§ Supplied text
----

The Massachusetts case is BS, the MBTA came to the town in the late 1920's but this new law is from 2021. Nothing but another progie takeover attempt to change the rules long after people have bought in to an existing community.
I'd like to see Gorsuch and Thomas eventually get to write a nice slapdown of this crap.
Uhhh .... you like permanence? Nothing ever changing? I hope you're driving something from the 1920s and wearing period-correct clothing. Don't look for any medicine or health care after 1930, and don't use any products of any kind after that, come to think of it.
Whoops! Too late!
period-correct clothing
Walz is way ahead of you!
And his truck is halfway there. I really stepped in that one.
I thought they were supplying tampons, not rags and menstrual belts.
But what does this have to do with Haitians eating cats, or Kamalama's "supposed" work history at McDonald's, or Biden OBVIOUSLY taking money out of the FEMA budget to spend on mansions and limousines for illegal immigrations? You know, the important issues of the day.
Loser.
You left out 'imbecilic lefty shit'.
Weak.
The purpose of low income housing laws where you must provide N percent low income housing - is to slow the construction of housing. Existing owners (the voters) want to keep things the same as long as possible and they want to drive up prices as high as possible. I've lived in a number of places like this and it is usually more like 25% not 10%. It works like a charm. If your combine it with environmental impact review it works even better.
Throw on top of that mandatory solar and battery systems that cost 100k per unit and you get a triple super effective never have anything build magic combo.
Kamala says she won't tell you what car you have to drive so fortunately mandatory EV chargers are off the table.

----

Natural language descriptions of regions
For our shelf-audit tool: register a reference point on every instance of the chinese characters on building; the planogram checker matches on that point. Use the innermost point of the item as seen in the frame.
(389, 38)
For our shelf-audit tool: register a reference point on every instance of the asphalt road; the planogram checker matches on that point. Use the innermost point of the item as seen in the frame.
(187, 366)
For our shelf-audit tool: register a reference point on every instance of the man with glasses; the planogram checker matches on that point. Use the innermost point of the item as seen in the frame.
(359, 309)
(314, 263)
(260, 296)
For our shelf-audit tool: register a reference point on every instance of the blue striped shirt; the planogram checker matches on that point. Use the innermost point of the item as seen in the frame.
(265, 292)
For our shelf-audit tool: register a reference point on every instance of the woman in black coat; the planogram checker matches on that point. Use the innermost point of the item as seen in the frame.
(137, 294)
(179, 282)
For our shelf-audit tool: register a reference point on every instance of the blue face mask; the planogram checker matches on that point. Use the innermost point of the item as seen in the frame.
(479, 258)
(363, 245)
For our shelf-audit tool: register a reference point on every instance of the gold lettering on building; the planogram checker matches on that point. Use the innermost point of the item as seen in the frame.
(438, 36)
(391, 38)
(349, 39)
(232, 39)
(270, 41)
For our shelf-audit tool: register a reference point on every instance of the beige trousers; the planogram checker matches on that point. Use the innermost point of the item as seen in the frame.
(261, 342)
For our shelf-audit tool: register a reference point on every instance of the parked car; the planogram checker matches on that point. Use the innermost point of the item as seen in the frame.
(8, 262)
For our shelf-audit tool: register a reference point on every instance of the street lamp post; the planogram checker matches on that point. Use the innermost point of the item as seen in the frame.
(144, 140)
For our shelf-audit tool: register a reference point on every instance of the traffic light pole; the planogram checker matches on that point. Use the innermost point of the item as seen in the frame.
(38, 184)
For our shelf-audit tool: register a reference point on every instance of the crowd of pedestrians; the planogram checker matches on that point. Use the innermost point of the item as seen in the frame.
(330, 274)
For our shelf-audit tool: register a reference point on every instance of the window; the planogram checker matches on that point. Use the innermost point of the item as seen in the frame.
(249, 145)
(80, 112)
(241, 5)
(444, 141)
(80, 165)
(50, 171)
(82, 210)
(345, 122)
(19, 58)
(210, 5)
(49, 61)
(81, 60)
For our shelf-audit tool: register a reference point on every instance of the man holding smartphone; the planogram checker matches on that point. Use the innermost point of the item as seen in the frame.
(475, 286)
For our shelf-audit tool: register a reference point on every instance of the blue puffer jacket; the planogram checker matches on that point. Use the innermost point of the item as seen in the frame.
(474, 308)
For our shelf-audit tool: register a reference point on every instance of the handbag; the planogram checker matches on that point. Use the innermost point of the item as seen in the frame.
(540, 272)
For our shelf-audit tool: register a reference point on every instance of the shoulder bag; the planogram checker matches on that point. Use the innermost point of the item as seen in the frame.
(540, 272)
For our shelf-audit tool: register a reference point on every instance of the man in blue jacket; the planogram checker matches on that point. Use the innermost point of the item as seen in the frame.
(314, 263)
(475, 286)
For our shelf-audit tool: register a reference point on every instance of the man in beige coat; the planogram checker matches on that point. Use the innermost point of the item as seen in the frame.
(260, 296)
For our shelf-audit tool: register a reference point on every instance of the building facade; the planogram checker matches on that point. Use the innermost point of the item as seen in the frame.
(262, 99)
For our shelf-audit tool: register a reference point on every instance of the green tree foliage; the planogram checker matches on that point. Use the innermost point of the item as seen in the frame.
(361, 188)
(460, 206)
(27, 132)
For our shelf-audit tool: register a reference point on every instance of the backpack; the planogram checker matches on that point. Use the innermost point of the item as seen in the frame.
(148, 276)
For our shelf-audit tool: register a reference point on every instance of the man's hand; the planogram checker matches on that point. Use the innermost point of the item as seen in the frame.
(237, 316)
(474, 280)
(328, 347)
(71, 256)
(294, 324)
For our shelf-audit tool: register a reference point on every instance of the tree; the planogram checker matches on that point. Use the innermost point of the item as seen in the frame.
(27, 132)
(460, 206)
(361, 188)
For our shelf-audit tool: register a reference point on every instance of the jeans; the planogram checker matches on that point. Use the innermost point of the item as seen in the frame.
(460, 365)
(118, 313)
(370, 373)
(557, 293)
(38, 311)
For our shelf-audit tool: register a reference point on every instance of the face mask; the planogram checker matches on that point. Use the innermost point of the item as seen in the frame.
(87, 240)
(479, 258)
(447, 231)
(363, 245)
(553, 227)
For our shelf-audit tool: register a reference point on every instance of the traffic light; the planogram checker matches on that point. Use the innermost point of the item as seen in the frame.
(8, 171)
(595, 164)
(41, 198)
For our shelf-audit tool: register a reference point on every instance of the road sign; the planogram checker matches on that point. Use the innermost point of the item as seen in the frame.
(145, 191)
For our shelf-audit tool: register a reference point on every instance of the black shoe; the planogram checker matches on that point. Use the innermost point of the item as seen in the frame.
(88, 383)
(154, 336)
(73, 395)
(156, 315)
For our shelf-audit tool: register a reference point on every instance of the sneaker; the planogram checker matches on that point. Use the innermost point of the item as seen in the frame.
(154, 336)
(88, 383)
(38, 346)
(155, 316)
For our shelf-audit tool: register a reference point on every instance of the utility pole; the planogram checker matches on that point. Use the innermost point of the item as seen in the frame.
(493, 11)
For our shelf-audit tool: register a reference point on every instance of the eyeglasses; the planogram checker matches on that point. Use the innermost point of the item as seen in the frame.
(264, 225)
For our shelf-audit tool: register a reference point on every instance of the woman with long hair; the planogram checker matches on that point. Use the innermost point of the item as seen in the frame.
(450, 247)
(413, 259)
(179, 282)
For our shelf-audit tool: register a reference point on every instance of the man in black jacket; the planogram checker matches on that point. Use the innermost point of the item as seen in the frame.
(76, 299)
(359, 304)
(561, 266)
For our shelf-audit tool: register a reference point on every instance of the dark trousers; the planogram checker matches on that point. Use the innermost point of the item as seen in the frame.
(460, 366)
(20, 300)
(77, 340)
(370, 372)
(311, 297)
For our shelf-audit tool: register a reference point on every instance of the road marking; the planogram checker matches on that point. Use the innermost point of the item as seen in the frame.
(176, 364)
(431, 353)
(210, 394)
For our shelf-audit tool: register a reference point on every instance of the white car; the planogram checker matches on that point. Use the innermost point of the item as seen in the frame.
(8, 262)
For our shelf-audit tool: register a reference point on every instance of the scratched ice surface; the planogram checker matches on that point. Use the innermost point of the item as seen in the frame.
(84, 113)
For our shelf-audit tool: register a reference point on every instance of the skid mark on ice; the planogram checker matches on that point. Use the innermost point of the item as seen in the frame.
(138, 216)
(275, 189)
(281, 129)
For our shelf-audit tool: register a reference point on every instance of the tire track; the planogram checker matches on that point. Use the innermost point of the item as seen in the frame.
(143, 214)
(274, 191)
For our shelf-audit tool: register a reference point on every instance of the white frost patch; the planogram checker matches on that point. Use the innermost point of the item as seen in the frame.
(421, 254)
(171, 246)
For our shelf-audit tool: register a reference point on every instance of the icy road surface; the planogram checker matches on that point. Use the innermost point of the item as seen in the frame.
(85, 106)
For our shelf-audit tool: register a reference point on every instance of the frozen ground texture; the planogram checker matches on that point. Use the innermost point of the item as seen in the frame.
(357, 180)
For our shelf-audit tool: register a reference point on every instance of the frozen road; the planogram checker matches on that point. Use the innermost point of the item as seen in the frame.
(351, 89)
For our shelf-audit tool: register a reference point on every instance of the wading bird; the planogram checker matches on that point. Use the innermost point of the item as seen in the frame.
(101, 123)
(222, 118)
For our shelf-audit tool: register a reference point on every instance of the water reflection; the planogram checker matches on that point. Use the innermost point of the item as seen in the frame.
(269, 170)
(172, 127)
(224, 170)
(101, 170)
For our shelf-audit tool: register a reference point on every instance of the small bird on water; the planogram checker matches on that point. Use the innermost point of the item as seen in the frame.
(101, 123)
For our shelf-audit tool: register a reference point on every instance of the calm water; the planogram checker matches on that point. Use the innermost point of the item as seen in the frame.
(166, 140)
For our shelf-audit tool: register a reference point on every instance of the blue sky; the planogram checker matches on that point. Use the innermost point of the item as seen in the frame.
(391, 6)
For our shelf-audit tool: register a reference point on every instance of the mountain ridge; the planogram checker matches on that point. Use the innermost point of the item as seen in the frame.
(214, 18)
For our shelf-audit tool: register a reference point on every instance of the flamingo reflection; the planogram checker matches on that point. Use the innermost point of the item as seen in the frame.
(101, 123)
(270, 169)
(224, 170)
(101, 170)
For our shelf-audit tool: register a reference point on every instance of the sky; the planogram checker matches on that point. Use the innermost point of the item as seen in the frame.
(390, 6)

----

§ Using the information
1. In the comment thread, when did the MBTA come to the town?
2. Write out the part of the comment thread that opens with the words containing "And his truck" and closes with "out 'imbecilic lefty shit'.".

§ Solutions to each task
1. In the late 1920's.

2.
And his truck is halfway there. I really stepped in that one.
I thought they were supplying tampons, not rags and menstrual belts.
But what does this have to do with Haitians eating cats, or Kamalama's "supposed" work history at McDonald's, or Biden OBVIOUSLY taking money out of the FEMA budget to spend on mansions and limousines for illegal immigrations? You know, the important issues of the day.
Loser.
You left out 'imbecilic lefty shit'.